— start —

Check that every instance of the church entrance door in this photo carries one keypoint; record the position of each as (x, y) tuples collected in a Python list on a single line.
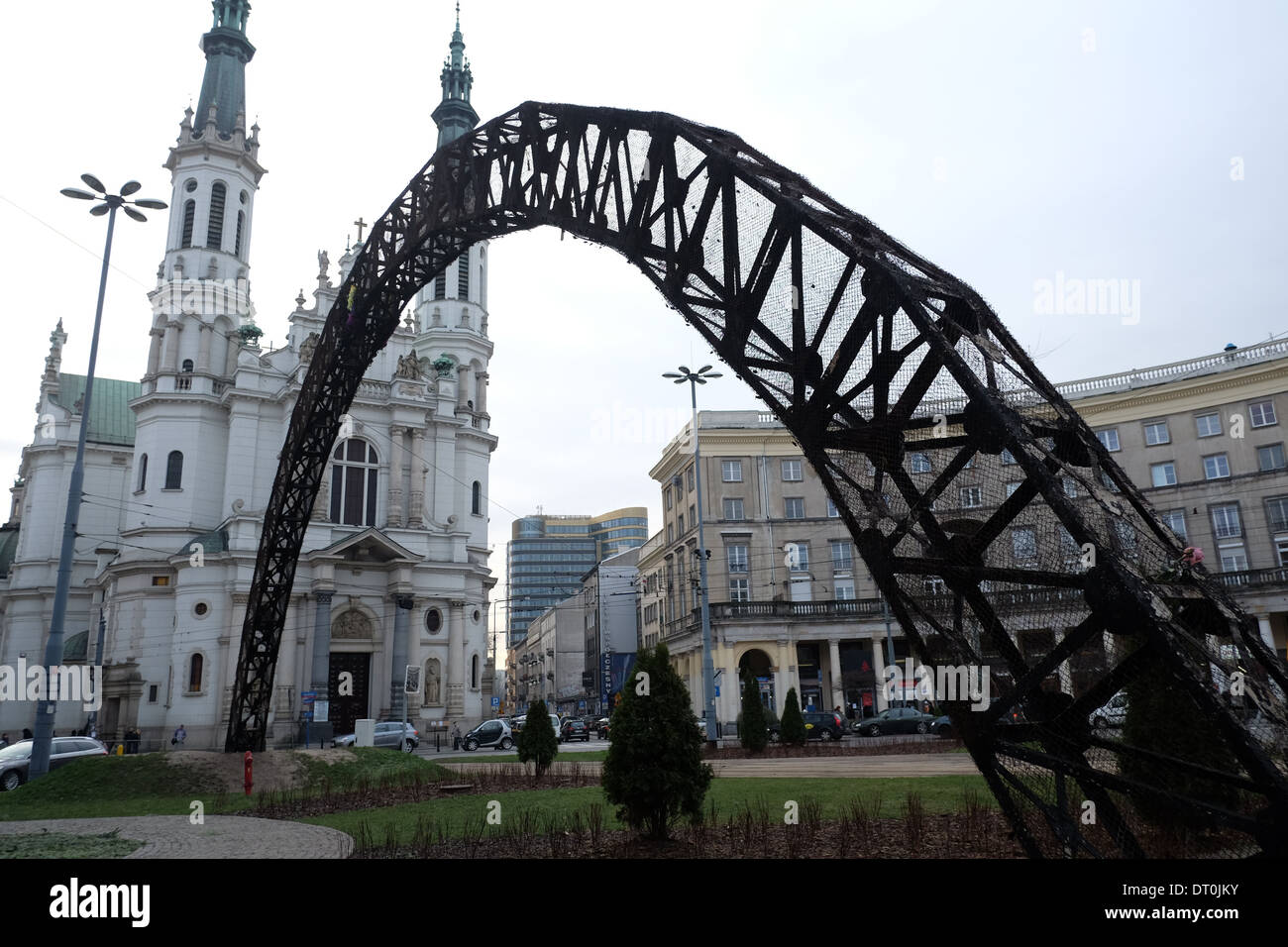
[(348, 703)]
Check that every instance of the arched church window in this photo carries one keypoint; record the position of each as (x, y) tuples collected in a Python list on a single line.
[(353, 483), (215, 230), (189, 214), (174, 471)]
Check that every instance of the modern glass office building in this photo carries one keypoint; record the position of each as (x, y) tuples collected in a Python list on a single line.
[(549, 554)]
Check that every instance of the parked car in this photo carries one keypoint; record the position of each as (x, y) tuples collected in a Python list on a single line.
[(818, 725), (489, 733), (897, 720), (575, 729), (393, 733), (16, 758), (1112, 714)]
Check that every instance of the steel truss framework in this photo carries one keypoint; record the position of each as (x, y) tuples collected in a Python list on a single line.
[(868, 354)]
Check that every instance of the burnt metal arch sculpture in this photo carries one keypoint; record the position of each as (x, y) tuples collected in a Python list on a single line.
[(868, 354)]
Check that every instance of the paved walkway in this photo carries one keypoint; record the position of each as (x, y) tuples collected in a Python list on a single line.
[(902, 764), (220, 836)]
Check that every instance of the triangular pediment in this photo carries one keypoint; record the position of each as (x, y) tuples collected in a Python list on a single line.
[(372, 545)]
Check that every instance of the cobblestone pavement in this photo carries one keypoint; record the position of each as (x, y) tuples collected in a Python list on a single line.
[(822, 767), (220, 836)]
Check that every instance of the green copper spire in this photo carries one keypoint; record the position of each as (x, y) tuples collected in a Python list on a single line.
[(455, 115), (227, 53)]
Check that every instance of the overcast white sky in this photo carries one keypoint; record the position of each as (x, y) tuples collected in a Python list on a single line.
[(1008, 142)]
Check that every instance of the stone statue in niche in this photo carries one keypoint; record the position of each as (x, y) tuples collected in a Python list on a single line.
[(352, 624), (433, 682), (308, 347)]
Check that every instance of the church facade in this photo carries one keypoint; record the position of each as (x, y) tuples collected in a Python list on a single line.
[(179, 467)]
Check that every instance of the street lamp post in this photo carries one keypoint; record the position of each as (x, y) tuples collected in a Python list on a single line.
[(708, 703), (46, 707)]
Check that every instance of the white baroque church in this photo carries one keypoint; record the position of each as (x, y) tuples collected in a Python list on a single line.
[(179, 467)]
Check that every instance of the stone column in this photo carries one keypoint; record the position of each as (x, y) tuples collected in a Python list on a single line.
[(456, 660), (419, 467), (204, 347), (879, 667), (155, 351), (321, 674), (171, 350), (395, 434), (402, 611), (833, 659)]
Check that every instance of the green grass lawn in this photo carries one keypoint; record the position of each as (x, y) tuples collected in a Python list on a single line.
[(64, 845), (939, 793)]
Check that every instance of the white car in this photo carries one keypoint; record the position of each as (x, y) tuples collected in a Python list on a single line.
[(1113, 714)]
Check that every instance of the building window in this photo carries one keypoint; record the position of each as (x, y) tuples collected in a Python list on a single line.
[(1024, 543), (1155, 433), (1175, 521), (1225, 521), (1270, 458), (1216, 467), (1209, 425), (1233, 558), (1262, 414), (737, 557), (174, 471), (215, 228), (1163, 474), (353, 483), (1276, 513), (189, 215)]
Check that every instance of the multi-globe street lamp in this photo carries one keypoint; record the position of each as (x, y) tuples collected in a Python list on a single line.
[(708, 703), (46, 707)]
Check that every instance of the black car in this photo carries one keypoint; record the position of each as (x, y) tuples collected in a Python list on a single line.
[(897, 720), (16, 758), (574, 729)]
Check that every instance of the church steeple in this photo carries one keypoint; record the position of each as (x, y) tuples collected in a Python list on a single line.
[(455, 115), (223, 90)]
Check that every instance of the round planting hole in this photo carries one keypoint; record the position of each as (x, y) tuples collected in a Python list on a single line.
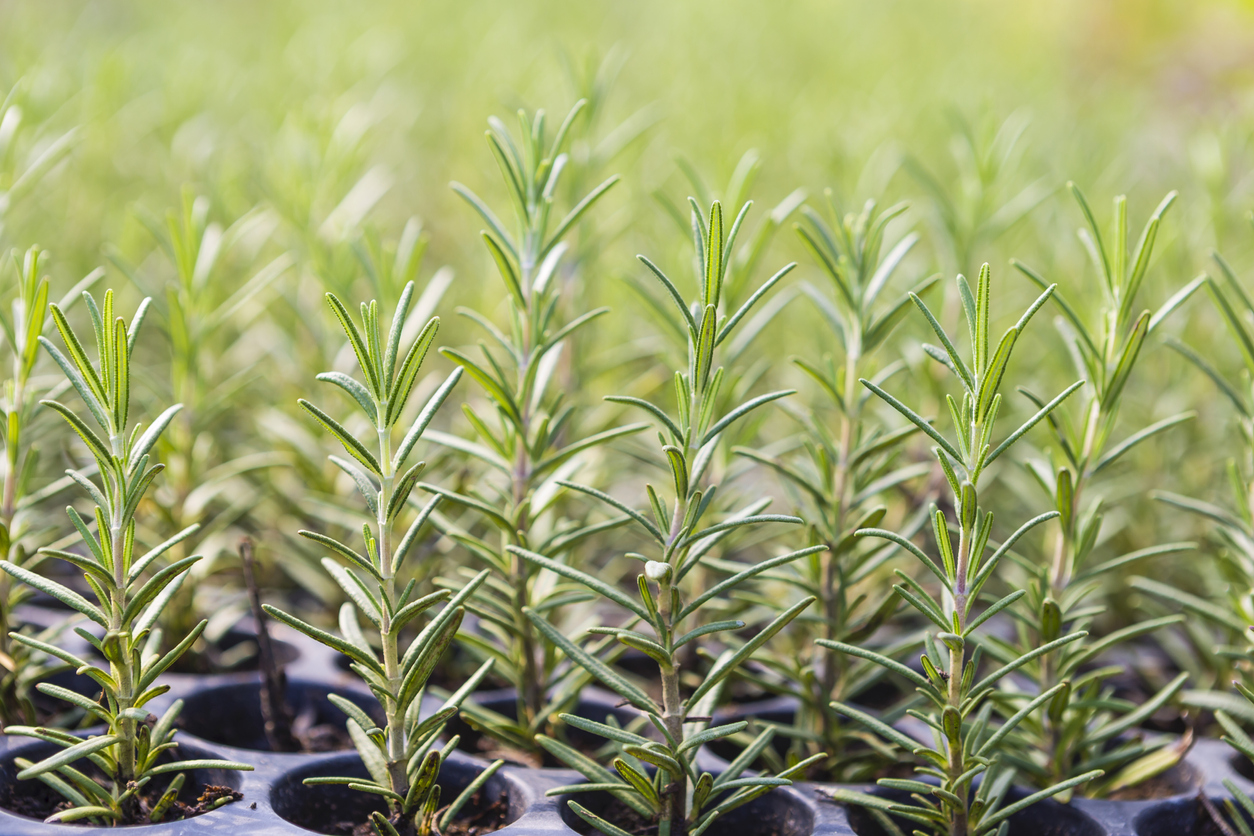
[(776, 814), (336, 810), (1042, 819), (1180, 817), (231, 716), (35, 800)]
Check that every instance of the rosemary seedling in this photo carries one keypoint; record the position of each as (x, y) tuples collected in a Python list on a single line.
[(839, 480), (1085, 727), (401, 757), (533, 440), (205, 311), (680, 799), (967, 743), (129, 599), (21, 525)]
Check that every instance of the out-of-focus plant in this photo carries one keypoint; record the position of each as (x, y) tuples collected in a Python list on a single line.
[(401, 756), (680, 799), (1086, 726), (23, 525), (532, 440), (21, 172), (959, 706), (986, 196), (838, 478), (742, 263), (205, 311), (129, 599), (1225, 652)]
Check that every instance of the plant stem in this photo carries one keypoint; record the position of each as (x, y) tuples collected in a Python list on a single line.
[(275, 712), (396, 743), (674, 815)]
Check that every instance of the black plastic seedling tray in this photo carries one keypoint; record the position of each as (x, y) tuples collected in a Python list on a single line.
[(277, 804)]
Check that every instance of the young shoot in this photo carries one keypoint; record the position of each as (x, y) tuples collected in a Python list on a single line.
[(129, 598), (532, 439), (839, 480), (23, 525), (656, 777), (1085, 726), (958, 708), (403, 756)]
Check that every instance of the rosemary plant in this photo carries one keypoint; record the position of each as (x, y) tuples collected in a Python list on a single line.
[(129, 600), (1086, 727), (677, 797), (21, 525), (838, 483), (203, 311), (401, 757), (532, 443), (967, 742)]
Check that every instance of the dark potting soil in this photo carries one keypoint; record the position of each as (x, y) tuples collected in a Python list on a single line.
[(40, 802), (474, 820), (1175, 781)]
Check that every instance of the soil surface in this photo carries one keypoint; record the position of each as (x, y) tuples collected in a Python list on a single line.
[(474, 820), (42, 805), (1175, 781)]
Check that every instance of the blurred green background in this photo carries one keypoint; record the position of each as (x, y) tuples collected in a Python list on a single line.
[(337, 123)]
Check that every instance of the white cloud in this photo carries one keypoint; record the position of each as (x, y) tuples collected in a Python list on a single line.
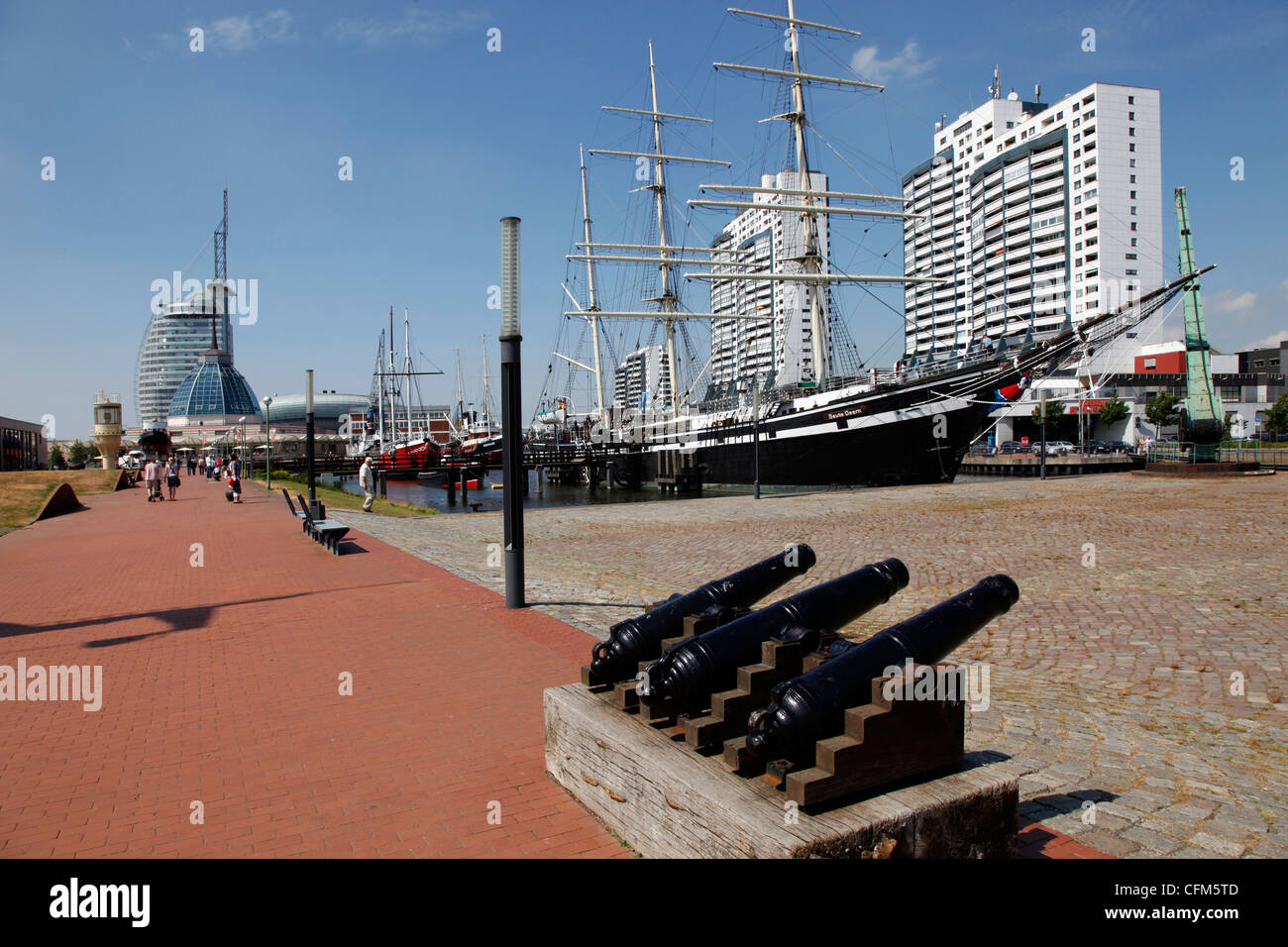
[(415, 27), (1228, 302), (239, 34), (903, 65)]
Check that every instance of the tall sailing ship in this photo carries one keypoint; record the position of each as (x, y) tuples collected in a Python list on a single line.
[(397, 438), (805, 416)]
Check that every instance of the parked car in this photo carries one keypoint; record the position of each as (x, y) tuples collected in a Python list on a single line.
[(1055, 449)]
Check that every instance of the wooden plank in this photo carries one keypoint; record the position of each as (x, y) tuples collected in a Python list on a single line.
[(668, 801)]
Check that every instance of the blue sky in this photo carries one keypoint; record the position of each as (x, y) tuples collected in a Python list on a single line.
[(447, 137)]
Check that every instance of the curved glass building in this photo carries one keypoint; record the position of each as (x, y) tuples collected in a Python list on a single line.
[(174, 342), (214, 390)]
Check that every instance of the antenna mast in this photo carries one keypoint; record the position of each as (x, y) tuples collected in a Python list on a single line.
[(810, 204)]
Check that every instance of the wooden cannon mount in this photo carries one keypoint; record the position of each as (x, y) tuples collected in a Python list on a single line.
[(887, 741)]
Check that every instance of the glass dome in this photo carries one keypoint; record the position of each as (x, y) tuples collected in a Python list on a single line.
[(214, 388)]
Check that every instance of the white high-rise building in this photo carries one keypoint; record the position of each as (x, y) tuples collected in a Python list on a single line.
[(1035, 215), (777, 351), (643, 379)]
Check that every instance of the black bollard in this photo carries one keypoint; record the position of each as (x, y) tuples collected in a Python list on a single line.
[(695, 669), (640, 639)]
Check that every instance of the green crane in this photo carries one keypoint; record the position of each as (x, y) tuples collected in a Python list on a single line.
[(1202, 421)]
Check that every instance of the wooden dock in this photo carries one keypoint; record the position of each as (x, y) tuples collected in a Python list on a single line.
[(1029, 466)]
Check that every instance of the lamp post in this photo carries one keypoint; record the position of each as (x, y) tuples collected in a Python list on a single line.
[(755, 429), (511, 444), (308, 447), (268, 442)]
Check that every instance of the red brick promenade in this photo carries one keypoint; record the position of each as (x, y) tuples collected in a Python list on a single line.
[(222, 686)]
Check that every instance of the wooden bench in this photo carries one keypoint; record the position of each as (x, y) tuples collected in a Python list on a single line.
[(297, 514), (329, 532)]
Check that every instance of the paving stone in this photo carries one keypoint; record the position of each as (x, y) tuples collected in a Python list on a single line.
[(1151, 843), (1222, 847)]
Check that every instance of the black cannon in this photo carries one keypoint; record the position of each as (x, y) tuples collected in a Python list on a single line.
[(640, 639), (695, 669), (811, 706)]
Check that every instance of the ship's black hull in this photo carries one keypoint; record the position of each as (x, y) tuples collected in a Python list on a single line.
[(888, 454)]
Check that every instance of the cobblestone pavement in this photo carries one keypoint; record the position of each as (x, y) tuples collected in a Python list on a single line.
[(1141, 674)]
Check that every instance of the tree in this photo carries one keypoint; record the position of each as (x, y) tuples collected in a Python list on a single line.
[(1113, 411), (1275, 420), (1163, 410), (1059, 423)]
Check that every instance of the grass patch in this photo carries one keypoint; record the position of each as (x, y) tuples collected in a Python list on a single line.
[(22, 492), (334, 497)]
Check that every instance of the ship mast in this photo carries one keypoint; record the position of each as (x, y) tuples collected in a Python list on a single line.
[(487, 392), (393, 388), (590, 285), (460, 394), (407, 365), (380, 390), (809, 204), (668, 257)]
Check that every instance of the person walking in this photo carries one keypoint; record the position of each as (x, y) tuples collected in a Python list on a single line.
[(171, 478), (150, 474), (368, 478), (235, 476)]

— end —

Render the stretch of the listing above, from the line containing "Check that every instance of the young" through the line containing "443), (967, 742)]", as a Markdown table. Use a column named Row for the line number and a column named Line for the text, and skip any blank lines.

» OUTPUT BELOW
| Row | Line |
|---|---|
| 1 | Check that every instance of the young shoot in this photo carries one keypoint; record the position of each as (x, y) tuples collected in a Python list on a single line. |
| 2 | [(129, 598), (532, 439), (839, 480), (23, 525), (656, 777), (1085, 726), (958, 708), (403, 756)] |
| 3 | Check that every instance of the rosemary plant in this photo carries one keypoint; record the position of each as (x, y) tuples collected in a Python list on a single line. |
| 4 | [(129, 600), (1086, 727), (677, 797), (21, 525), (838, 483), (203, 311), (401, 757), (532, 443), (967, 742)] |